[Start Record excerpts]

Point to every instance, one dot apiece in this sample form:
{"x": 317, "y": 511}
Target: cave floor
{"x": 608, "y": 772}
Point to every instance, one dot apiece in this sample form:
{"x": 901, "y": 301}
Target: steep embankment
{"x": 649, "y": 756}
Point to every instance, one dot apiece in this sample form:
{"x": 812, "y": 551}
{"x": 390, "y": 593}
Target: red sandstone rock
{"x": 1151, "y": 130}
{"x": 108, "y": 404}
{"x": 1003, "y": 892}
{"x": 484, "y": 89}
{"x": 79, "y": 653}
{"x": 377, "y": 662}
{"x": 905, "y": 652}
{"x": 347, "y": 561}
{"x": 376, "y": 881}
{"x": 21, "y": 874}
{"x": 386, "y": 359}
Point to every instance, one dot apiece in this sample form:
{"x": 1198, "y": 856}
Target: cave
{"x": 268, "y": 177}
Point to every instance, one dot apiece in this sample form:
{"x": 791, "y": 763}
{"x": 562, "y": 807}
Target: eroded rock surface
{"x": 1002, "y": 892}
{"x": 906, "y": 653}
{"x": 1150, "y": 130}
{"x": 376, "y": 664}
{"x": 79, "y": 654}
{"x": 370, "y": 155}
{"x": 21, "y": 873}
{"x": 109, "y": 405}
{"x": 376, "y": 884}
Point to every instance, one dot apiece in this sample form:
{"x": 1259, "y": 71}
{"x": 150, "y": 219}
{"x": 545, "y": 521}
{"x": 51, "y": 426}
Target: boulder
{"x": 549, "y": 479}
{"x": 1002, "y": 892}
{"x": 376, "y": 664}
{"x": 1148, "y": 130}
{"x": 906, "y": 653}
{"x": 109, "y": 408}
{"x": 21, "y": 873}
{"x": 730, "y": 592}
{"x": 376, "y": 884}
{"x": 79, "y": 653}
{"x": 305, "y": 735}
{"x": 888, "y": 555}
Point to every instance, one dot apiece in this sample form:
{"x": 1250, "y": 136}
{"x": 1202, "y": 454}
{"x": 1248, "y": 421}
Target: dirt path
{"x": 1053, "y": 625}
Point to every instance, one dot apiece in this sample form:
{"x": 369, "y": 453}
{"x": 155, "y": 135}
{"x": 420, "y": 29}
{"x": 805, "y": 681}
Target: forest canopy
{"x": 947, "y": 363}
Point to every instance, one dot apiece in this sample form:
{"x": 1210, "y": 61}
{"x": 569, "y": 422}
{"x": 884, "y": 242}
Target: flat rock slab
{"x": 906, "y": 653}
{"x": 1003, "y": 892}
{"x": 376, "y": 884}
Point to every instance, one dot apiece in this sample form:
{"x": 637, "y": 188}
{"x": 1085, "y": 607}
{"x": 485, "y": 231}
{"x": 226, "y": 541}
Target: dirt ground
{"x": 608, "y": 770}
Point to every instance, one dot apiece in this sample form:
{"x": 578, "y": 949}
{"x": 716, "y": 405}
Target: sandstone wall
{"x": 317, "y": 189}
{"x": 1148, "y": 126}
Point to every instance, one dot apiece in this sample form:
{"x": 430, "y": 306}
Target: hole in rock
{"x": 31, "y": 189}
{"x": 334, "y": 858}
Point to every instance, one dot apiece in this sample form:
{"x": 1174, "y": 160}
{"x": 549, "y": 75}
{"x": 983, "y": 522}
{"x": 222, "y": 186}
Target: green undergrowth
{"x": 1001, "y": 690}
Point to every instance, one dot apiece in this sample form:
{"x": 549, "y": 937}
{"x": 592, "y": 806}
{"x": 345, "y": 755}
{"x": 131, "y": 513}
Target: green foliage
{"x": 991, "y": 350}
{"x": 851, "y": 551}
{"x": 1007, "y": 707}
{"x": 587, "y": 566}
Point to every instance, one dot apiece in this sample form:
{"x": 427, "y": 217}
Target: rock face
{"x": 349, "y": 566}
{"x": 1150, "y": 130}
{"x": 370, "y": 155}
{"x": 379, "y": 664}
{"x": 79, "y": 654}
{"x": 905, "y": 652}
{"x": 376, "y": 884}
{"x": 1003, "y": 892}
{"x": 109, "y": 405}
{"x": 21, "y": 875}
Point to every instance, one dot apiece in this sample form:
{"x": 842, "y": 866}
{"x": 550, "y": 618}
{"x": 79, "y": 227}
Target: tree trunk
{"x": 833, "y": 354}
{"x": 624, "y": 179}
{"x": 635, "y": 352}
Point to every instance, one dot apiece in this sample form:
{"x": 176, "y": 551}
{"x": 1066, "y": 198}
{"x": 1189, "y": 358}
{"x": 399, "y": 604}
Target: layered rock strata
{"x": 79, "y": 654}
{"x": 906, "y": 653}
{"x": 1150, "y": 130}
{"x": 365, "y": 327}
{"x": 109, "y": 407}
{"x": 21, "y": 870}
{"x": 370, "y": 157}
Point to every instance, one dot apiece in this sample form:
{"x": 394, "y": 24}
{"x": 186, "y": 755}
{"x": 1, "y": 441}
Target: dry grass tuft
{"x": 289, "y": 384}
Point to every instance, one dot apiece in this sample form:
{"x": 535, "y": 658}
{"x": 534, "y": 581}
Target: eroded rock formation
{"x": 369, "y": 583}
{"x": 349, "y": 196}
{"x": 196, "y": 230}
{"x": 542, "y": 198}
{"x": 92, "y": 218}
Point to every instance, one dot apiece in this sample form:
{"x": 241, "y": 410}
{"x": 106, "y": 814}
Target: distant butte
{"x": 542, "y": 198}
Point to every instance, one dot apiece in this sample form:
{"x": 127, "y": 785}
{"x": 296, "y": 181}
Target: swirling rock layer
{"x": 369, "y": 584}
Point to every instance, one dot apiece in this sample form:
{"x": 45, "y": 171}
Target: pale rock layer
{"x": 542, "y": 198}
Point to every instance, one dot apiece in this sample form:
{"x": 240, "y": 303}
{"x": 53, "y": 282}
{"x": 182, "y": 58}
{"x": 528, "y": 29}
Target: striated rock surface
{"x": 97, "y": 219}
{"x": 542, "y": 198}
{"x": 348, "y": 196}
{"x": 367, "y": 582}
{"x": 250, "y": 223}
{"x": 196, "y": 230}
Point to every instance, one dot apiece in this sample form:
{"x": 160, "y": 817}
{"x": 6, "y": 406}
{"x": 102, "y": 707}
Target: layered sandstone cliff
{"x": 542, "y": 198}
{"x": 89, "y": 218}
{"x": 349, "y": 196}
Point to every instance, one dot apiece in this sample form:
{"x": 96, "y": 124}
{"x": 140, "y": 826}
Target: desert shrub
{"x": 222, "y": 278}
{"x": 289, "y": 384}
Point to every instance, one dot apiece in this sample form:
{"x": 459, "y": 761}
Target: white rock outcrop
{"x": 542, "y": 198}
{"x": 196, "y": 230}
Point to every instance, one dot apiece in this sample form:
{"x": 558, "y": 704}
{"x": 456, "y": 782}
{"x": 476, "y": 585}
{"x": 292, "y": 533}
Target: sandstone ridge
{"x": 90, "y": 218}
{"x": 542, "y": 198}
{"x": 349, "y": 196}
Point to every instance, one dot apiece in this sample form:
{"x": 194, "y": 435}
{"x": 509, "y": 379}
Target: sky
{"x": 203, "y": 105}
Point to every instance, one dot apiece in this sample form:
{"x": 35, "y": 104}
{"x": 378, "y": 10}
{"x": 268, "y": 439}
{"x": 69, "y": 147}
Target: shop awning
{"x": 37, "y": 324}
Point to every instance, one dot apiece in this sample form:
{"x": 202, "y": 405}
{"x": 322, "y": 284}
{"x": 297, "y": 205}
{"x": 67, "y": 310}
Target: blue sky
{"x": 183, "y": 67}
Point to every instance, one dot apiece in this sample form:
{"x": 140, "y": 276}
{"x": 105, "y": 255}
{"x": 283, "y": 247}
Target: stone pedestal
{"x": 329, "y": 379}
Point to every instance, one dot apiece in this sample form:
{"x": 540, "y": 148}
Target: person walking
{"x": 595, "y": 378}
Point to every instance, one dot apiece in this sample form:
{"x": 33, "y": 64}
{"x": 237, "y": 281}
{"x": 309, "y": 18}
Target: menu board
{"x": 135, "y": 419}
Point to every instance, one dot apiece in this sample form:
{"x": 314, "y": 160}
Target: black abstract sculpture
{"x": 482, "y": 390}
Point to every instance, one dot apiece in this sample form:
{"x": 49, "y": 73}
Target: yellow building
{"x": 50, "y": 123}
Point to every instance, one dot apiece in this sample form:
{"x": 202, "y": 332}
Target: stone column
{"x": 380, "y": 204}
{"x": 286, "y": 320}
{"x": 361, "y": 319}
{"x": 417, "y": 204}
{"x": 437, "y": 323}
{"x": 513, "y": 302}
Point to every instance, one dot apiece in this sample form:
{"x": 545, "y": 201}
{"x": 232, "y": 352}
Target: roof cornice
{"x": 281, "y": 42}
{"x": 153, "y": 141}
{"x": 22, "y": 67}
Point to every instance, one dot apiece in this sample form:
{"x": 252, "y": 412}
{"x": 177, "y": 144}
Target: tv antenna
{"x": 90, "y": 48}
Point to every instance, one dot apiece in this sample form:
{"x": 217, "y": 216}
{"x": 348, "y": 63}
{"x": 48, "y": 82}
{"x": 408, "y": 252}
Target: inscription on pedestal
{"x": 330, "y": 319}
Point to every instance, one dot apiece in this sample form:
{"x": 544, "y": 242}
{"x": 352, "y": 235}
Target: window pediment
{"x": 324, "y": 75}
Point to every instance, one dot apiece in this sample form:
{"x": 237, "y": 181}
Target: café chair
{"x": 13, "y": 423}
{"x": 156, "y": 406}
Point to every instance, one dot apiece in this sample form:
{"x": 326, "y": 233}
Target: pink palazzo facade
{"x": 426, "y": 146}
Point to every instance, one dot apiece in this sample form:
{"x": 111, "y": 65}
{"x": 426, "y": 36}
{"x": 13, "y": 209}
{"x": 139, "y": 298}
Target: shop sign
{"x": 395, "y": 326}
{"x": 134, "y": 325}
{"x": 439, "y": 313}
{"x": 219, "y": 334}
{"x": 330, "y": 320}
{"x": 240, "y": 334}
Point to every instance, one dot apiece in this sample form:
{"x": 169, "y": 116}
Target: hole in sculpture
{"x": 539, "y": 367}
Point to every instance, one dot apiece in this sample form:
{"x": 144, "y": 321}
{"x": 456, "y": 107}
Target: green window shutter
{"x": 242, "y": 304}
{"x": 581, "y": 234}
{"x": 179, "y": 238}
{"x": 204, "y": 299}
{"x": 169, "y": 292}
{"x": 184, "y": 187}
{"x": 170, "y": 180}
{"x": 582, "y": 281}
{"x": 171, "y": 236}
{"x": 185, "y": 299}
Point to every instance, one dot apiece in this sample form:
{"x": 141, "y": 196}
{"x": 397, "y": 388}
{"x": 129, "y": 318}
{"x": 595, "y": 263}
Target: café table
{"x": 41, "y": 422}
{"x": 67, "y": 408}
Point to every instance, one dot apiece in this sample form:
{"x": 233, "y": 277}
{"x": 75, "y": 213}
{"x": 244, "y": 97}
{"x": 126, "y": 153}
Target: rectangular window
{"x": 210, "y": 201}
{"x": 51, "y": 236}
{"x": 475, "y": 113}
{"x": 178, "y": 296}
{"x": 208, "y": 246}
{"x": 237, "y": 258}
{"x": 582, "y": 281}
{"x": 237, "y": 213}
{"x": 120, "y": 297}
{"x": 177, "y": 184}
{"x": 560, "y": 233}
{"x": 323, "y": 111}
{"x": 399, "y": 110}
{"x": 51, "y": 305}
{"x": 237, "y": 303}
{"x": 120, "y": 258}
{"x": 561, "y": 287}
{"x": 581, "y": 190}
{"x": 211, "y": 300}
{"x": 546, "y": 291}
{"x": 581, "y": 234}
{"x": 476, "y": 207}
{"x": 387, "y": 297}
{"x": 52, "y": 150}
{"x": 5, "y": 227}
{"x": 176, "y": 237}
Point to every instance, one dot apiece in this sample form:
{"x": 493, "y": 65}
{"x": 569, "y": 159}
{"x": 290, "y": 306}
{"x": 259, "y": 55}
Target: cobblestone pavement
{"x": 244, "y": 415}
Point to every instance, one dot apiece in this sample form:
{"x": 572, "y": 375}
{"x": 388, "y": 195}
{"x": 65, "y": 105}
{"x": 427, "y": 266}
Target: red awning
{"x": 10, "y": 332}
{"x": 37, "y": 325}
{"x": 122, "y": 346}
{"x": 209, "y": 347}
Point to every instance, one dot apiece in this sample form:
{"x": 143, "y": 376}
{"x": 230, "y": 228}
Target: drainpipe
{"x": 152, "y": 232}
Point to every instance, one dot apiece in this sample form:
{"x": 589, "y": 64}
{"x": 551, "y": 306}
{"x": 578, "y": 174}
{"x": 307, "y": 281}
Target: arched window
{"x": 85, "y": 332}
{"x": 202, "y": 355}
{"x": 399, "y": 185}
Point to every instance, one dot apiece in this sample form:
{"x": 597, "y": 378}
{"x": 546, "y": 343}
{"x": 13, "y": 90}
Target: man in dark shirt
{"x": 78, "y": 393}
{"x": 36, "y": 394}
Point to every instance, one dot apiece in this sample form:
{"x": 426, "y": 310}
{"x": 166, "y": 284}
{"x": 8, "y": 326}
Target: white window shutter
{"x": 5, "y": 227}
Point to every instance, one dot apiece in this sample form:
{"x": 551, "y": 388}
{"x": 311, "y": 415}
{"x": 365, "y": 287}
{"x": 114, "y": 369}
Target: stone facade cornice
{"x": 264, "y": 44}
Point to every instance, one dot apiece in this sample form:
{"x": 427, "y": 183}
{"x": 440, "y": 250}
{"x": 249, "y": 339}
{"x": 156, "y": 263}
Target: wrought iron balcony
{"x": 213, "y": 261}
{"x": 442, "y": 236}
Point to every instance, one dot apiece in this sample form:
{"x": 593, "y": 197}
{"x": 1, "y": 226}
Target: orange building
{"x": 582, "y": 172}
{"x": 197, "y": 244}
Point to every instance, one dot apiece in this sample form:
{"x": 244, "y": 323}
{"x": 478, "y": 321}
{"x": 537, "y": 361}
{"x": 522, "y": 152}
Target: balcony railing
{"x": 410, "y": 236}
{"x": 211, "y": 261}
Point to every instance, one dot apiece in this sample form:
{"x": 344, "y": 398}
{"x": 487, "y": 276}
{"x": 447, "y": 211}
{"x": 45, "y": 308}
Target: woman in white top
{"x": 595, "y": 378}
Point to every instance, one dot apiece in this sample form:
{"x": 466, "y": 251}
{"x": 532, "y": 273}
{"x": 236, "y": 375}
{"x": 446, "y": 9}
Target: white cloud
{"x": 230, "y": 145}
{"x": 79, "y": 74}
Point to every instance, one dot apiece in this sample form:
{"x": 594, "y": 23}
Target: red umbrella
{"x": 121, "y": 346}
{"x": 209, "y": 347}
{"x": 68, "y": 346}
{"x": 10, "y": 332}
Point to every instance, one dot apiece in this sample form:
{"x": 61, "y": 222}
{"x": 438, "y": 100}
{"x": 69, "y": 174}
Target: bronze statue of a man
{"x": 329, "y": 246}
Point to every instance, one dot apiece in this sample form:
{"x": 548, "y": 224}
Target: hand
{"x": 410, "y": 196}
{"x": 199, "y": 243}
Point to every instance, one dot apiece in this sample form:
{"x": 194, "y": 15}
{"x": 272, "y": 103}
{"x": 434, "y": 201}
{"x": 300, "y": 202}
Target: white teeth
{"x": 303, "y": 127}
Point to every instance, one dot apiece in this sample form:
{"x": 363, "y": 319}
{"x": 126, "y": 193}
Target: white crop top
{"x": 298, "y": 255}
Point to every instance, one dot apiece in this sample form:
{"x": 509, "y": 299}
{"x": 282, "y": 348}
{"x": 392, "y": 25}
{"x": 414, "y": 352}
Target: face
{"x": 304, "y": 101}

[End Record excerpts]

◆ Stated goal:
Pick out every line of the records above that contains the string "building" and copy each one. Matching is case-sensitive.

◆ Solution for this problem:
Target: yellow building
Target: orange building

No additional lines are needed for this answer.